▶ ACTIONS TO TAKE
A) In the electricity piece, what job was Benjamin Franklin eventually given?
B) Reproduce the electricity piece word for word from "Today's scientific question" up to and including "important electrical lesson.".

PASSAGE TO READ: Begin

HUM:Electricity

   Today's scientific question is: What in the world is electricity?
And where does it go after it leaves the toaster?

   Here is a simple experiment that will teach you an important
electrical lesson: On a cool, dry day, scuff your feet along a carpet,
then reach your hand into a friend's mouth and touch one of his dental
fillings. Did you notice how your friend twitched violently and cried
out in pain? This teaches us that electricity can be a very powerful
force, but we must never use it to hurt others unless we need to learn
an important electrical lesson.

   It also teaches us how an electrical circuit works. When you scuff
your feet, you pick up batches of "electrons," which are very small
objects that carpet manufactures weave into carpet so that they will
attract dirt. The electrons travel through your bloodstream and collect
in your finger, where they form a spark that leaps to your friend's
filling, then travel down to his feet and back into the carpet, thus
completing the circuit.

   AMAZING ELECTRICAL FACT: If you scuffed your feet long enough
without touching anything, you would build up so many electrons that
your finger would explode! But this is nothing to worry about unless
you have carpeting.

   Although we modern persons tend to take our electric lights, radios,
mixers, etc. for granted, hundreds of years ago people did not have any
of it. Then along came the first electrical Pioneer, Benjamin Franklin,
who flew a kite in a lightning storm and received a serious electrical
shock. This proved that lightning was powered by the same force as
carpets, but it also damaged Franklin's brain so severely that he
started speaking only in incomprehensible maxims, such as, "A penny
saved is a penny earned." Eventually he had to be given a job running
the post office.

PASSAGE TO READ: End
INPUT DATA: Begin

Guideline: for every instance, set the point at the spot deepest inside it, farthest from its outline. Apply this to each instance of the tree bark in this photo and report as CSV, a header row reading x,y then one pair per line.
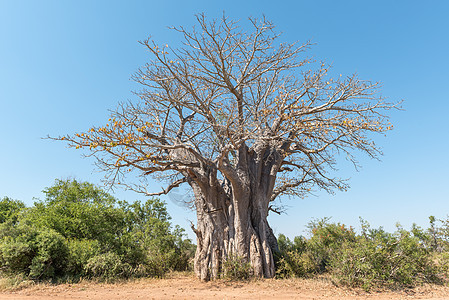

INPUT DATA: End

▶ SOLUTION SET
A) Running the post office.

B)
Today's scientific question is: What in the world is electricity?
And where does it go after it leaves the toaster?

   Here is a simple experiment that will teach you an important
electrical lesson: On a cool, dry day, scuff your feet along a carpet,
then reach your hand into a friend's mouth and touch one of his dental
fillings. Did you notice how your friend twitched violently and cried
out in pain? This teaches us that electricity can be a very powerful
force, but we must never use it to hurt others unless we need to learn
an important electrical lesson.